-- Start --

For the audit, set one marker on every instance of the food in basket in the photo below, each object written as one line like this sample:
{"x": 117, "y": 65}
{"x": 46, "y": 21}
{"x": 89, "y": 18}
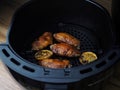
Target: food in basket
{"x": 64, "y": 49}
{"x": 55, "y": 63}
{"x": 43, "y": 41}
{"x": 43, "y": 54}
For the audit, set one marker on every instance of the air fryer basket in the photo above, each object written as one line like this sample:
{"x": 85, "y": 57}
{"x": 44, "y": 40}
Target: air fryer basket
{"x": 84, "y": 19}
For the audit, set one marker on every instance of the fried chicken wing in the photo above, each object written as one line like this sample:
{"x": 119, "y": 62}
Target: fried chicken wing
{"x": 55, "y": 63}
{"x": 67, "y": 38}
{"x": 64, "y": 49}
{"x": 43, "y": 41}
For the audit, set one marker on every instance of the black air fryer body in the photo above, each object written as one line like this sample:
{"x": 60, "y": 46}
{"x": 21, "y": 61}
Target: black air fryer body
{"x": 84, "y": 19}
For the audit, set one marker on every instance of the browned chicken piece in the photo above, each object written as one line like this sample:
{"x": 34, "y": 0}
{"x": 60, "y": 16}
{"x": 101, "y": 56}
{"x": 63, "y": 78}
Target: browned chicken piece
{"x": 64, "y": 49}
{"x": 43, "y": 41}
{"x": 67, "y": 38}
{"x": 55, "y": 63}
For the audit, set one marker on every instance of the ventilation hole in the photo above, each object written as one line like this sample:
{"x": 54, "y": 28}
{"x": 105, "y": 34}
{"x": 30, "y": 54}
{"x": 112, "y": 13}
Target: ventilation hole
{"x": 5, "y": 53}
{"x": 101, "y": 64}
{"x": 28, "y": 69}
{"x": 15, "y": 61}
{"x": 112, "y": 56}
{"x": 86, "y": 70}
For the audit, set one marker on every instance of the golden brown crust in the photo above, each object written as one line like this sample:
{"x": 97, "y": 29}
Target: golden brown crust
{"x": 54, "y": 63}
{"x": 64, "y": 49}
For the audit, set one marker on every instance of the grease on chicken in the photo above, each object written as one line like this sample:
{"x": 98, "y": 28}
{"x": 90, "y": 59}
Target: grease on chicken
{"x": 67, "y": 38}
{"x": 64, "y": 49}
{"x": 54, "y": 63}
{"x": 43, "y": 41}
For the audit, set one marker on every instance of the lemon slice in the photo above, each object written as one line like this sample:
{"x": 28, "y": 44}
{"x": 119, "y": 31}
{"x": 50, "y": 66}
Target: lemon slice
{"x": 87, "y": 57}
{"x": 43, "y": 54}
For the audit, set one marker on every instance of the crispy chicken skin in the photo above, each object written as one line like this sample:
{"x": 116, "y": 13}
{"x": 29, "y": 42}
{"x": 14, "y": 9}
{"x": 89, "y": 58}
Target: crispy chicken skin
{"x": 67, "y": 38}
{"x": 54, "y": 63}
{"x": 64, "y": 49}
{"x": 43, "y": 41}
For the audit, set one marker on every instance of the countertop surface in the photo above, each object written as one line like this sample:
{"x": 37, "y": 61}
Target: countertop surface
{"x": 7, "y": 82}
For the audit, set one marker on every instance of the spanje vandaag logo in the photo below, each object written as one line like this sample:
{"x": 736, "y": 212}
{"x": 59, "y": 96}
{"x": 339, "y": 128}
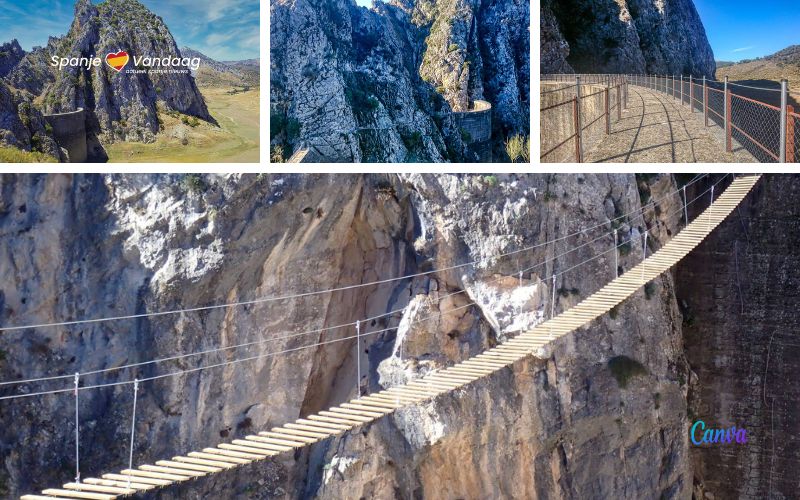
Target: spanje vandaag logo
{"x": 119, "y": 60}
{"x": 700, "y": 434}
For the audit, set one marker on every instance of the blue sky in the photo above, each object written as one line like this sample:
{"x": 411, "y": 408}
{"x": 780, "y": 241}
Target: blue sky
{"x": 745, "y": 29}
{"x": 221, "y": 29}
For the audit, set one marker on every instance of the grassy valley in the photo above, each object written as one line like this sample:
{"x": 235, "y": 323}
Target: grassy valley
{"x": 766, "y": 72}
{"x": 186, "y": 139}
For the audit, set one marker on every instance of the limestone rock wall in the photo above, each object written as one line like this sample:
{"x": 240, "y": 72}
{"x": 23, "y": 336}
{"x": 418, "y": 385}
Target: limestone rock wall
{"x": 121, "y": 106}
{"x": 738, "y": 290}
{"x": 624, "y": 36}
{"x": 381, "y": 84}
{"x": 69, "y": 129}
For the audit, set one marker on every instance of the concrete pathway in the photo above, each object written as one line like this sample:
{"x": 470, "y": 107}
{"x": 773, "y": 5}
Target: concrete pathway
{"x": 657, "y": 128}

-- End --
-- Start --

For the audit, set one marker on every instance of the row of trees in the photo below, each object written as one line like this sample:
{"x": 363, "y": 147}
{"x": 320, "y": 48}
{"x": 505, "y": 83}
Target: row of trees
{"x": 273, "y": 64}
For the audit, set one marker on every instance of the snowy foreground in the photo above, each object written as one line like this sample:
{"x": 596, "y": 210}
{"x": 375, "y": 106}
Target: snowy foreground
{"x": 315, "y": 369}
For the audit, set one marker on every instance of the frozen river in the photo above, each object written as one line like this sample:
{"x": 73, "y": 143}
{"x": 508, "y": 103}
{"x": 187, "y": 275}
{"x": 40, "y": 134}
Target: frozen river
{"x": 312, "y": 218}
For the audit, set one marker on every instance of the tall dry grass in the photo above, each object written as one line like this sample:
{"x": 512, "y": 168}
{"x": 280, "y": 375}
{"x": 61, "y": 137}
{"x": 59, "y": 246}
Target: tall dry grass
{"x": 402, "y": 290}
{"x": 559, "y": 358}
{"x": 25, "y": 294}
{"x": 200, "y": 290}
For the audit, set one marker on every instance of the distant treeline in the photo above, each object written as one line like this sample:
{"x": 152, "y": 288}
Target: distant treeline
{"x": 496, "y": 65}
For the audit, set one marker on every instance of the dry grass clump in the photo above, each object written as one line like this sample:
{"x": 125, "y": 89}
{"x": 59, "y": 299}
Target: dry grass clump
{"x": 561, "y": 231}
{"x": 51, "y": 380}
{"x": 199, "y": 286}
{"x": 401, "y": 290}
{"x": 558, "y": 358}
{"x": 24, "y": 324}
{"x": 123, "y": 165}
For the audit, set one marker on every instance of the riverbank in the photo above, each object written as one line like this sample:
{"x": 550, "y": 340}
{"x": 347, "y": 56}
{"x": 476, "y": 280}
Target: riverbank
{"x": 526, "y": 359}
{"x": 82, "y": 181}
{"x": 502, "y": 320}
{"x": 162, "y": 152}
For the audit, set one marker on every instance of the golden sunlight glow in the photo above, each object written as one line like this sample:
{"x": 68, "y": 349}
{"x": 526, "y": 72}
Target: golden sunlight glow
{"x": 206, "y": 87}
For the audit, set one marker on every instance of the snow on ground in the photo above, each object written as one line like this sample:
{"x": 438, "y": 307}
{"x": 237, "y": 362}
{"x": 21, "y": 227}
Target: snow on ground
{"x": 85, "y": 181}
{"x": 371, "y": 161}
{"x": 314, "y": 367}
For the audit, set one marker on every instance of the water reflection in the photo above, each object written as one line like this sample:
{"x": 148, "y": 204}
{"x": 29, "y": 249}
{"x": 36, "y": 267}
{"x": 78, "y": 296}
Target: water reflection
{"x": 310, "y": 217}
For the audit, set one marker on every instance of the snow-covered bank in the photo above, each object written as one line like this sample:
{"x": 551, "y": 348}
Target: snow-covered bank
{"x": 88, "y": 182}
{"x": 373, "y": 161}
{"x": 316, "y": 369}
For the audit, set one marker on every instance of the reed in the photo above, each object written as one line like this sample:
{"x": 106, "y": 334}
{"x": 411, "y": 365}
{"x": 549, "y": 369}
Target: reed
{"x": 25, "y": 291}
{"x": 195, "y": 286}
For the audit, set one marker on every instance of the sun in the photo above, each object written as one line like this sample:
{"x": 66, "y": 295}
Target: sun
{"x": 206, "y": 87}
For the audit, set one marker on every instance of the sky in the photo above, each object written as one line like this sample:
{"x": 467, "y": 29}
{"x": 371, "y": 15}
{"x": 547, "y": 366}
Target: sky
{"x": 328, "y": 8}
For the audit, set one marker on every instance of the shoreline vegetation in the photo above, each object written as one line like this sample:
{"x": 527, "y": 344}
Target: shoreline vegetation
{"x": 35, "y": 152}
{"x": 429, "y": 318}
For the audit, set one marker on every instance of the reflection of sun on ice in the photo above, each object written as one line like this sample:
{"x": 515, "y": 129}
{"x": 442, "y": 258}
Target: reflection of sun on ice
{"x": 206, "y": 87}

-- End --
-- Start --

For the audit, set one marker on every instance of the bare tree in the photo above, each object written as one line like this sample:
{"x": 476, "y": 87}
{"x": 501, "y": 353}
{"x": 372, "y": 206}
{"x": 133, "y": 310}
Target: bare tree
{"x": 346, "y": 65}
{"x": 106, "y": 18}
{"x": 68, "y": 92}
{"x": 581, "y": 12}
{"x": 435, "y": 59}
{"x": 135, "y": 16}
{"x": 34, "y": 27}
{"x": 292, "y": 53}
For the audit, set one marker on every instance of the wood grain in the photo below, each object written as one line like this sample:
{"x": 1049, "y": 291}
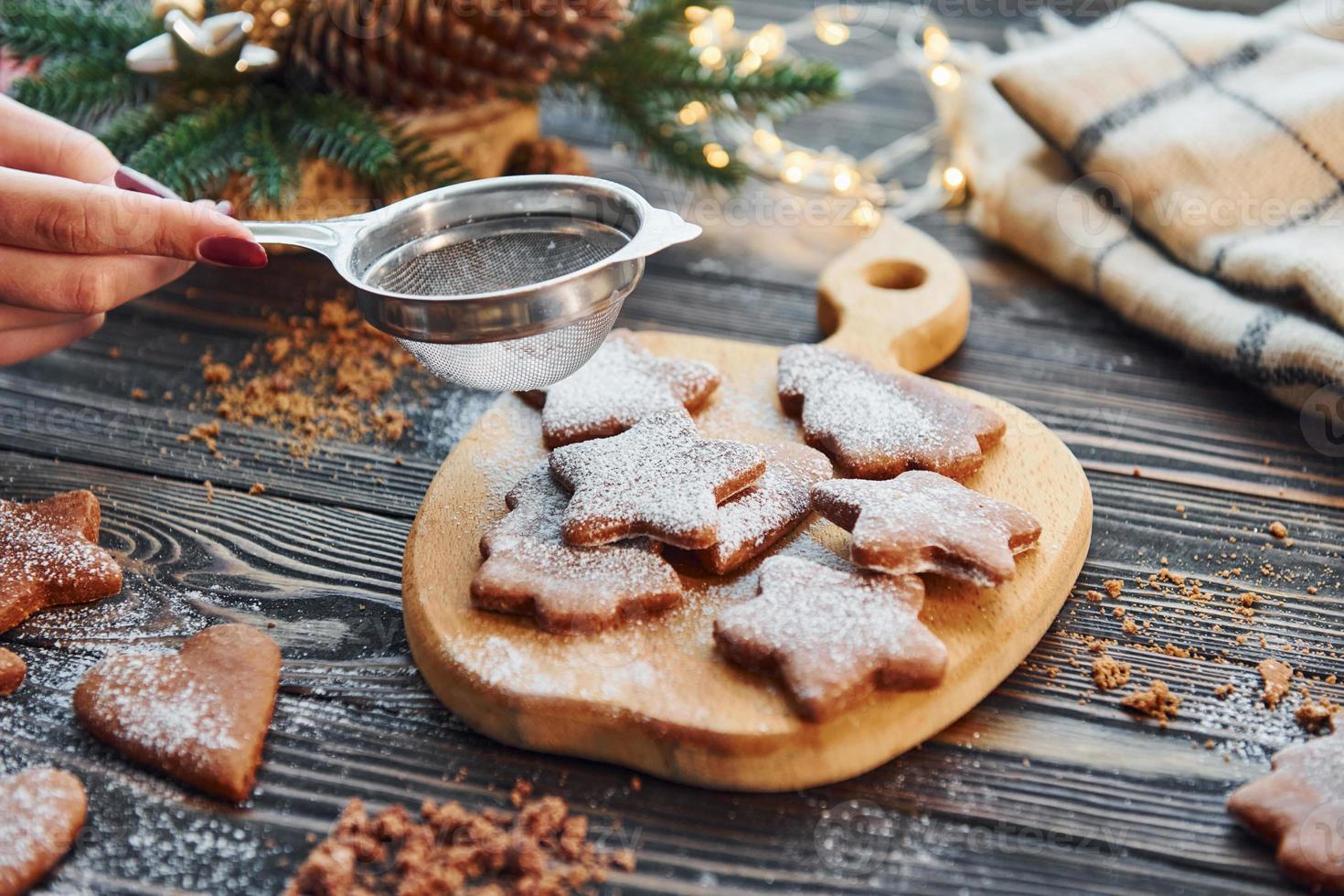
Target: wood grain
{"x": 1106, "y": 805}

-- End --

* _What to do_
How many lines in the items above contain the word "spanje"? Reply with the number alone.

* _Exercise answer_
2